**WHAT TO PRODUCE**
Begin at the line that contains "[point] every instance of the black leather" and repeat every line from there to the end of the records below, inclusive, without adding any other line.

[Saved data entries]
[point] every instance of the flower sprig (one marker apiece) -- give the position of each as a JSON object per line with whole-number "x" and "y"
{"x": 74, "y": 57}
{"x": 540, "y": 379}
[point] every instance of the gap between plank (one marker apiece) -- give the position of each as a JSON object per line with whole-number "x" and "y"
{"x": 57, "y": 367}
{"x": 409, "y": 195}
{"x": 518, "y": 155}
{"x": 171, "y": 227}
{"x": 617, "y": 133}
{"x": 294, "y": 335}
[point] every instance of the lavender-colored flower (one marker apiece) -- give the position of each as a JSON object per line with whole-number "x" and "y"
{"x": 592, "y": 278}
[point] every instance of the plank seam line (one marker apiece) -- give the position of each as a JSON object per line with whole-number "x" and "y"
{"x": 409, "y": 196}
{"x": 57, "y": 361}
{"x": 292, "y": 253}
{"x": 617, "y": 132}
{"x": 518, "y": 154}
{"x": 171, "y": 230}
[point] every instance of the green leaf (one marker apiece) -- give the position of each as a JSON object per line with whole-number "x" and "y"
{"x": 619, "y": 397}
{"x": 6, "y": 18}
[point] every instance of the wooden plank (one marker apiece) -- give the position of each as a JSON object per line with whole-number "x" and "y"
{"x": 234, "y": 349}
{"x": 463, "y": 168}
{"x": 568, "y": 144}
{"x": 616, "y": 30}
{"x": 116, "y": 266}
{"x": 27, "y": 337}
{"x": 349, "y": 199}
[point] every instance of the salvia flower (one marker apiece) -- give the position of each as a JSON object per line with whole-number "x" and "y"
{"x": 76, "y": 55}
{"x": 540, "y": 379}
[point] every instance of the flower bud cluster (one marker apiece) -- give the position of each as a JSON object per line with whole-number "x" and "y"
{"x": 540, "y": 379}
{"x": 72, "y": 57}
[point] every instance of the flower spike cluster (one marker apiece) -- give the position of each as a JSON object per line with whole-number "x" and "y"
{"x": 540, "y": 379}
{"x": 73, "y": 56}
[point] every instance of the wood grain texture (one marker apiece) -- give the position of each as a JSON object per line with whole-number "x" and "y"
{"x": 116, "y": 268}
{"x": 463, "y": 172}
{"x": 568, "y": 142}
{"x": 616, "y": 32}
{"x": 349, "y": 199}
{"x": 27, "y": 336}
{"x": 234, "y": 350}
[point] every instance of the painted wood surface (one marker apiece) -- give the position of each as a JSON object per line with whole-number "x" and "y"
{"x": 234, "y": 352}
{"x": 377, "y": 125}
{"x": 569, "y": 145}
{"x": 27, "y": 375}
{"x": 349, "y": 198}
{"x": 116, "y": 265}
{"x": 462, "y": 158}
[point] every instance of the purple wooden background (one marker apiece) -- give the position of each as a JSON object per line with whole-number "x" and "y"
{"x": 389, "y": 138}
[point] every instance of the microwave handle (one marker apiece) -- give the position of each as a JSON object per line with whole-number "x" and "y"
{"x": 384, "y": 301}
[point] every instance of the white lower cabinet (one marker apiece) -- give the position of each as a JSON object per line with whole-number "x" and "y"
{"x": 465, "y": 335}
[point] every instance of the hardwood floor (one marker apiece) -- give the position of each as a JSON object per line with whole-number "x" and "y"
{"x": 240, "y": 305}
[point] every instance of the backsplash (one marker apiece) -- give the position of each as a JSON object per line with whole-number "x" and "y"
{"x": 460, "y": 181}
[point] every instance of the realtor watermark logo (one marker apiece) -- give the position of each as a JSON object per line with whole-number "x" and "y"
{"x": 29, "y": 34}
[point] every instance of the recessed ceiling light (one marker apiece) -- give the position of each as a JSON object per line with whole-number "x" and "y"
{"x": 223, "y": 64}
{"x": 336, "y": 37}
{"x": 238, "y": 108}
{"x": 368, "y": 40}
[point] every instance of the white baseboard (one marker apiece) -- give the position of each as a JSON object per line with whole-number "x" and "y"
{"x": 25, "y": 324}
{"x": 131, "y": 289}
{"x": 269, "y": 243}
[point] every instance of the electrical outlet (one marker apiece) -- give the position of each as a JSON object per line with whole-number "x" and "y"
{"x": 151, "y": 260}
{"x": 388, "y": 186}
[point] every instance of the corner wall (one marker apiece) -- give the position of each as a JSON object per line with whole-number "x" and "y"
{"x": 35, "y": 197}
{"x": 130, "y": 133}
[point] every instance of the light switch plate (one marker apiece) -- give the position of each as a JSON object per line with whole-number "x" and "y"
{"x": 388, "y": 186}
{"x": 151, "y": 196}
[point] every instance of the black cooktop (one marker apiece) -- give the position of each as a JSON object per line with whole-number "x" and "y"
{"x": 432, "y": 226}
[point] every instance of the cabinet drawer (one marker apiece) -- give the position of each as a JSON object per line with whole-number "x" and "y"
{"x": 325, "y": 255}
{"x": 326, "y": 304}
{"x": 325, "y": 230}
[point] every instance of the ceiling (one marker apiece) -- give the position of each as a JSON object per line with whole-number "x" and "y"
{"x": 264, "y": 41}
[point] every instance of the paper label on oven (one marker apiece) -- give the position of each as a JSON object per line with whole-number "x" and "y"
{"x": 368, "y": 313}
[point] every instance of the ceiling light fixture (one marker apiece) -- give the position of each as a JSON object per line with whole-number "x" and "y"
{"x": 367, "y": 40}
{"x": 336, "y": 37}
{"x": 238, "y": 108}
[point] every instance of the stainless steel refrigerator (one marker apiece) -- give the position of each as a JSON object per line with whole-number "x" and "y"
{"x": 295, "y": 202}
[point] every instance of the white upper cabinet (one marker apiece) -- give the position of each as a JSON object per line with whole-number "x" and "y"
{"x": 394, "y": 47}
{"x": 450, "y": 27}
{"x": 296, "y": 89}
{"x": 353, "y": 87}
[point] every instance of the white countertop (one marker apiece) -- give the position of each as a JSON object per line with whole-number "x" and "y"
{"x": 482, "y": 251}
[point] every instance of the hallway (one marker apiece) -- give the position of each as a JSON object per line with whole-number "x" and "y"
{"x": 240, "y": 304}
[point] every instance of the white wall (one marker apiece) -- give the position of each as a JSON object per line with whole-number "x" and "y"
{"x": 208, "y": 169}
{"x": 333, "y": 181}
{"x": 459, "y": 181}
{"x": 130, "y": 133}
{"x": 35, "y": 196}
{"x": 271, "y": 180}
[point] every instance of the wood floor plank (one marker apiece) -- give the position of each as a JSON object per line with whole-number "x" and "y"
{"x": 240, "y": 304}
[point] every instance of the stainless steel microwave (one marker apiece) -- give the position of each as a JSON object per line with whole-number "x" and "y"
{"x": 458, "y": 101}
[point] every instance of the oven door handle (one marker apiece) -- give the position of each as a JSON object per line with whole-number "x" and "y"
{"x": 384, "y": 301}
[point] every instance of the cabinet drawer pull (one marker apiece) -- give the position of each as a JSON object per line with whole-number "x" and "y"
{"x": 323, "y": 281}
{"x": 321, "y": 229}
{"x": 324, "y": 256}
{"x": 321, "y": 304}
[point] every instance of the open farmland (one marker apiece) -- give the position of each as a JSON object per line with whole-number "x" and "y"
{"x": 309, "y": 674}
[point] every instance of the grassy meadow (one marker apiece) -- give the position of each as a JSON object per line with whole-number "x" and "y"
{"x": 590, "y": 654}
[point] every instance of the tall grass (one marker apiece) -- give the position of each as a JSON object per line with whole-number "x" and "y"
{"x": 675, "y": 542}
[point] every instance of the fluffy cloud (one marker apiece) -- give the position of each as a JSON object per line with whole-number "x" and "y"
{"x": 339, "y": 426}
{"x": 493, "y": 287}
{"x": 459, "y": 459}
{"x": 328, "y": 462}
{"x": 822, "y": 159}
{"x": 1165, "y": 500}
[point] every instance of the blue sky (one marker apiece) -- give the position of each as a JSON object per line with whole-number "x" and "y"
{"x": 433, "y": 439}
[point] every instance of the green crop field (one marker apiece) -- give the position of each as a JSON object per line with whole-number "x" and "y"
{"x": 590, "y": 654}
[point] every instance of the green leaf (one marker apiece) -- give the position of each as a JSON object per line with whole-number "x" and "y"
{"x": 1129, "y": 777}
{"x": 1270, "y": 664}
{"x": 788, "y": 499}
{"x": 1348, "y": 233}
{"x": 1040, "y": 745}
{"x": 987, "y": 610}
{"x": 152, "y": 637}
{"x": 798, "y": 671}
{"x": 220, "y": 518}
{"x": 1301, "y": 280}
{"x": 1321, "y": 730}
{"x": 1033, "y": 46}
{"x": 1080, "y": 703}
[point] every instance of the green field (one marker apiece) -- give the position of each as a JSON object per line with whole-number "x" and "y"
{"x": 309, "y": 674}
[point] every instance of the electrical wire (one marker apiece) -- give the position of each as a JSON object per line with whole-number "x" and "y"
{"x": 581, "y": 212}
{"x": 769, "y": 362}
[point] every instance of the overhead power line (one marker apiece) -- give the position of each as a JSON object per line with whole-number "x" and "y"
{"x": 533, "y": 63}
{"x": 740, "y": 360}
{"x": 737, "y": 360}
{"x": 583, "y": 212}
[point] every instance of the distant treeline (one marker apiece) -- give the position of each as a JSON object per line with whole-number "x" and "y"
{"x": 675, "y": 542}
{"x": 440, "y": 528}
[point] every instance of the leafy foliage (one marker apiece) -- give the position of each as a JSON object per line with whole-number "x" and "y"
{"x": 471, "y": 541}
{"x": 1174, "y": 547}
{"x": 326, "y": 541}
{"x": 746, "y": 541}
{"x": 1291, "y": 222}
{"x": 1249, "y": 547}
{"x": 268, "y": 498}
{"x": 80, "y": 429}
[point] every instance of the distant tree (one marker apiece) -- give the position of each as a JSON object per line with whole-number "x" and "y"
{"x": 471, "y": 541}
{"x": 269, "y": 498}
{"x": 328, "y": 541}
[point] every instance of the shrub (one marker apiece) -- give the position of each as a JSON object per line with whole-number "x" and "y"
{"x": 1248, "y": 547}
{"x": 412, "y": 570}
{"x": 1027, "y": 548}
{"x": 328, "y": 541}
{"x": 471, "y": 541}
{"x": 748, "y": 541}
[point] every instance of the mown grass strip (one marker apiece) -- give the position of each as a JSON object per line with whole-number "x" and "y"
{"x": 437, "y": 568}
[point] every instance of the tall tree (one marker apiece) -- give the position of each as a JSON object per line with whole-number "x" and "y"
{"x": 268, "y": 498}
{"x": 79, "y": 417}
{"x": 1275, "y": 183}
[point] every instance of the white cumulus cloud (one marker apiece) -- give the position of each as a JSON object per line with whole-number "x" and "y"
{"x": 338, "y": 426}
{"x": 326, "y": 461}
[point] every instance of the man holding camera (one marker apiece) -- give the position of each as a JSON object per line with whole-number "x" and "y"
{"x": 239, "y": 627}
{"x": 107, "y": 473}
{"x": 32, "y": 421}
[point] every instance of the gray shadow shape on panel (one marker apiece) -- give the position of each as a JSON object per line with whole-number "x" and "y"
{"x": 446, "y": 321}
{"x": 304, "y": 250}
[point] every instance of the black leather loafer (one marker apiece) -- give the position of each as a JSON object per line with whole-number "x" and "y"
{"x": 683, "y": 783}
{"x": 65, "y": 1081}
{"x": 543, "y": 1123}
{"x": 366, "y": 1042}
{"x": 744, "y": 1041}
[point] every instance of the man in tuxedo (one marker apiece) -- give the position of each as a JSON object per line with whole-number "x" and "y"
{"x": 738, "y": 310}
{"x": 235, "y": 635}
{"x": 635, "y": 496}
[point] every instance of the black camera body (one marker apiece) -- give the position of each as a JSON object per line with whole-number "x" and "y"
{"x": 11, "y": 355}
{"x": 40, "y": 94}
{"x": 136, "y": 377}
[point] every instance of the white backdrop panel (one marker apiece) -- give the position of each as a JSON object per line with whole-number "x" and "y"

**PROBLEM SOLUTION**
[point] every instance of the black leather loafer (one marker apiece) -- give the position of each as a JSON object per line with whole-number "x" and "y"
{"x": 683, "y": 783}
{"x": 65, "y": 1081}
{"x": 543, "y": 1123}
{"x": 366, "y": 1042}
{"x": 744, "y": 1041}
[point] every instance of the man in tuxedo (one marker apiece) -- give the position of each as a JSON object per line with whole-number "x" and "y"
{"x": 738, "y": 310}
{"x": 235, "y": 635}
{"x": 635, "y": 496}
[point] every instance of the black camera body (one marker apiece) -- give the position of each as a JSON object per line with whole-number "x" and "y"
{"x": 11, "y": 355}
{"x": 40, "y": 94}
{"x": 136, "y": 377}
[point] every instance of the white backdrop panel (one marker apiece) -- give the position of each as a JSON object per line with whole-number "x" and "y"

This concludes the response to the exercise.